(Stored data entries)
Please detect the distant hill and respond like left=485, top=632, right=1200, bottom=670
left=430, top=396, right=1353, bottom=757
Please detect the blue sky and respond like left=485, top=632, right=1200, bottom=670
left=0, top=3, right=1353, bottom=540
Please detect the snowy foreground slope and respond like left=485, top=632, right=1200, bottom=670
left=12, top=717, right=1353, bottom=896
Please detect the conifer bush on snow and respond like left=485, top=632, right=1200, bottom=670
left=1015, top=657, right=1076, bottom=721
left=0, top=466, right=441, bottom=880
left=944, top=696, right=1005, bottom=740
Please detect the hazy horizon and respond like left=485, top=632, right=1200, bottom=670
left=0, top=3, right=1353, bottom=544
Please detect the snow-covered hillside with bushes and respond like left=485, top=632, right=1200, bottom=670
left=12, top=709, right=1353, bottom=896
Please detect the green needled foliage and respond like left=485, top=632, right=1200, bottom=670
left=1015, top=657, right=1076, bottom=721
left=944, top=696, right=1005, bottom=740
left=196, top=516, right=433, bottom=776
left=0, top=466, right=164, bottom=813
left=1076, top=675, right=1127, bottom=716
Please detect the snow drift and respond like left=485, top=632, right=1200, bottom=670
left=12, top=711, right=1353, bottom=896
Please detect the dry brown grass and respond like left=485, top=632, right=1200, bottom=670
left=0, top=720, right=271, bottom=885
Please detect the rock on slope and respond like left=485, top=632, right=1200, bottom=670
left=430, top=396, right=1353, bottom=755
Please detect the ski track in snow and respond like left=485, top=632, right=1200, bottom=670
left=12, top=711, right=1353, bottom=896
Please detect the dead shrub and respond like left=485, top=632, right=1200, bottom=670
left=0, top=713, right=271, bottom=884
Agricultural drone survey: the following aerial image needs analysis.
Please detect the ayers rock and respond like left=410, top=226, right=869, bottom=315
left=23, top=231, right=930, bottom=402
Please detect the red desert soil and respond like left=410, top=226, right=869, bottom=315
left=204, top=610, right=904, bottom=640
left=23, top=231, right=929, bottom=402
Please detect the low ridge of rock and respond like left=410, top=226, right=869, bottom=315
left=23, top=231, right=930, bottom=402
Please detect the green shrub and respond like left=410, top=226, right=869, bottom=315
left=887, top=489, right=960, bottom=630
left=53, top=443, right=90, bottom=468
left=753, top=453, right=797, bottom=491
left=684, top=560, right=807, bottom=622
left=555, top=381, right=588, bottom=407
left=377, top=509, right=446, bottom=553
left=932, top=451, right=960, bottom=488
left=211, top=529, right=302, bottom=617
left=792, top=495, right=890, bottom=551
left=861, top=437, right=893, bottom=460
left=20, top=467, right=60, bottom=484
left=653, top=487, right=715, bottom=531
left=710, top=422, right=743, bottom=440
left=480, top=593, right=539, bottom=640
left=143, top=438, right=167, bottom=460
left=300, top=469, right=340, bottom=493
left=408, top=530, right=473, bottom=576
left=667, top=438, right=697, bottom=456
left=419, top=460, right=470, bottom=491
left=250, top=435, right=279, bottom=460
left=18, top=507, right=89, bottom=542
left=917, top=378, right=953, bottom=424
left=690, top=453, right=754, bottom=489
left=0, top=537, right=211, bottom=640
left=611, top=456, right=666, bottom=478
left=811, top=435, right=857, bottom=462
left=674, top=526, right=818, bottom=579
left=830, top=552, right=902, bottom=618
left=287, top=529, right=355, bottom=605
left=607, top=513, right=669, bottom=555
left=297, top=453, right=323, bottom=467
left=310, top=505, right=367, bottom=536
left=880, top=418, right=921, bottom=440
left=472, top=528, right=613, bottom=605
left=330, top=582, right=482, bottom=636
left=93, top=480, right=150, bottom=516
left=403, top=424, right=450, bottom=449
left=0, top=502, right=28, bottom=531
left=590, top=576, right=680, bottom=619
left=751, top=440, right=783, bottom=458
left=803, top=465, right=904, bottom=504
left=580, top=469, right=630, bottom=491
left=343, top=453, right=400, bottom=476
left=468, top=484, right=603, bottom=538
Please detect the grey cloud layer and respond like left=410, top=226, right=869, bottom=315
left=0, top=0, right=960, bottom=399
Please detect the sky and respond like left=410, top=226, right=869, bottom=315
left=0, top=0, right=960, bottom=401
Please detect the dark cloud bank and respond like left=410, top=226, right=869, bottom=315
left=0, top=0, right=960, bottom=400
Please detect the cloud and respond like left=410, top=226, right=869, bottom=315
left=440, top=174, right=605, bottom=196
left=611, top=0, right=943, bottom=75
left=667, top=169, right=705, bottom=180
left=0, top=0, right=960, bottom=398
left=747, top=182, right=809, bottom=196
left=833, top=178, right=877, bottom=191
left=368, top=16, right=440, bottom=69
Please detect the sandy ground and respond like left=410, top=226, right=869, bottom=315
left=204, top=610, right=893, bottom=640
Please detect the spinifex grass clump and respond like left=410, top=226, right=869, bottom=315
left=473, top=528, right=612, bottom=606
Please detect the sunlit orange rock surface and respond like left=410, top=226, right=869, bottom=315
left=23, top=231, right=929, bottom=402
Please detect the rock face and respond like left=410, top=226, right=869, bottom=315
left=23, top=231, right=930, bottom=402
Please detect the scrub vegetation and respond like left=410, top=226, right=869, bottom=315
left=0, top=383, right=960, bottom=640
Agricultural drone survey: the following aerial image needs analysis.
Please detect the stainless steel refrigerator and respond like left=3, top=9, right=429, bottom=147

▶ **REQUIRED TASK**:
Repeat every record above word for word, in the same order.

▶ **FINISHED EXERCISE**:
Please detect the distant hill and respond like left=485, top=632, right=1200, bottom=670
left=430, top=396, right=1353, bottom=757
Please detect the blue sky and respond like left=485, top=632, right=1200, bottom=670
left=0, top=3, right=1353, bottom=540
Please detect the snowy foreground slope and respond like left=485, top=632, right=1200, bottom=670
left=12, top=717, right=1353, bottom=896
Please detect the conifer bush on snow and respond like left=485, top=632, right=1200, bottom=670
left=1015, top=657, right=1076, bottom=721
left=0, top=466, right=441, bottom=880
left=944, top=696, right=1005, bottom=740
Please detect the hazy horizon and respond like left=485, top=632, right=1200, bottom=670
left=0, top=3, right=1353, bottom=544
Please detect the snow-covered hillside with bushes and respond like left=485, top=632, right=1200, bottom=670
left=12, top=709, right=1353, bottom=896
Please detect the green needled foliage and respond like left=485, top=632, right=1200, bottom=670
left=1015, top=657, right=1076, bottom=721
left=944, top=696, right=1005, bottom=740
left=196, top=516, right=433, bottom=776
left=0, top=466, right=164, bottom=813
left=1076, top=675, right=1127, bottom=716
Please detect the snow drift and respond like left=485, top=632, right=1200, bottom=670
left=12, top=711, right=1353, bottom=896
Please detect the dry brown grass and respond like left=485, top=632, right=1200, bottom=670
left=0, top=720, right=271, bottom=885
Please detect the rock on slope and respond like left=485, top=632, right=1200, bottom=670
left=430, top=396, right=1353, bottom=755
Please detect the ski track in snow and respond like left=485, top=632, right=1200, bottom=670
left=12, top=711, right=1353, bottom=896
Please detect the dead shrub and respond like left=485, top=632, right=1200, bottom=670
left=0, top=713, right=271, bottom=884
Agricultural drone survey: the following aerial image needs analysis.
Please detect the ayers rock and respond like left=410, top=226, right=869, bottom=315
left=23, top=231, right=930, bottom=402
Please detect the red desert soil and respond like left=410, top=226, right=869, bottom=315
left=204, top=610, right=904, bottom=640
left=23, top=231, right=929, bottom=402
Please detect the low ridge of rock and respond like left=410, top=226, right=869, bottom=315
left=23, top=231, right=930, bottom=402
Please detect the green shrub and respond like left=410, top=226, right=869, bottom=315
left=887, top=489, right=960, bottom=630
left=53, top=443, right=90, bottom=468
left=753, top=453, right=797, bottom=491
left=684, top=560, right=807, bottom=622
left=555, top=381, right=588, bottom=407
left=377, top=509, right=446, bottom=553
left=932, top=451, right=960, bottom=488
left=211, top=529, right=302, bottom=617
left=792, top=495, right=890, bottom=551
left=861, top=437, right=893, bottom=460
left=20, top=467, right=60, bottom=484
left=653, top=487, right=715, bottom=531
left=710, top=422, right=743, bottom=440
left=480, top=593, right=539, bottom=640
left=143, top=438, right=167, bottom=460
left=300, top=469, right=340, bottom=493
left=408, top=530, right=473, bottom=576
left=667, top=438, right=697, bottom=456
left=419, top=460, right=470, bottom=491
left=250, top=435, right=279, bottom=460
left=18, top=507, right=89, bottom=542
left=917, top=378, right=953, bottom=424
left=690, top=453, right=754, bottom=489
left=0, top=537, right=211, bottom=640
left=611, top=456, right=666, bottom=478
left=811, top=435, right=857, bottom=462
left=674, top=526, right=818, bottom=579
left=830, top=552, right=902, bottom=618
left=287, top=529, right=355, bottom=605
left=607, top=513, right=669, bottom=555
left=297, top=453, right=323, bottom=467
left=310, top=505, right=367, bottom=536
left=880, top=418, right=921, bottom=440
left=472, top=528, right=613, bottom=605
left=330, top=582, right=482, bottom=636
left=93, top=480, right=150, bottom=516
left=403, top=424, right=450, bottom=449
left=0, top=502, right=28, bottom=531
left=590, top=576, right=680, bottom=619
left=751, top=440, right=783, bottom=458
left=803, top=465, right=904, bottom=504
left=580, top=469, right=630, bottom=491
left=343, top=453, right=400, bottom=476
left=468, top=484, right=603, bottom=538
Please detect the grey cloud layer and respond like left=410, top=226, right=869, bottom=315
left=0, top=0, right=960, bottom=399
Please detect the sky and respond like left=410, top=226, right=869, bottom=315
left=0, top=0, right=960, bottom=401
Please detect the dark cloud bank and respond like left=410, top=226, right=869, bottom=315
left=0, top=0, right=960, bottom=400
Please detect the cloud and respond like left=410, top=226, right=869, bottom=315
left=440, top=174, right=605, bottom=196
left=611, top=0, right=943, bottom=75
left=667, top=169, right=705, bottom=180
left=0, top=0, right=960, bottom=398
left=747, top=182, right=809, bottom=196
left=833, top=178, right=877, bottom=191
left=368, top=16, right=440, bottom=69
Please detect the sandy ground and respond like left=410, top=226, right=869, bottom=315
left=204, top=610, right=893, bottom=640
Please detect the spinifex grass clump and respond like left=410, top=226, right=869, bottom=315
left=473, top=528, right=612, bottom=606
Please detect the sunlit orange rock surface and respond like left=410, top=226, right=869, bottom=315
left=23, top=231, right=929, bottom=402
Please detect the rock face and respond like left=410, top=226, right=869, bottom=315
left=23, top=231, right=930, bottom=402
Please detect the scrub vegetation and respond like left=410, top=226, right=869, bottom=315
left=0, top=383, right=960, bottom=640
Agricultural drone survey: the following aerial image needs analysis.
Please detect the stainless steel refrigerator and respond like left=3, top=9, right=429, bottom=147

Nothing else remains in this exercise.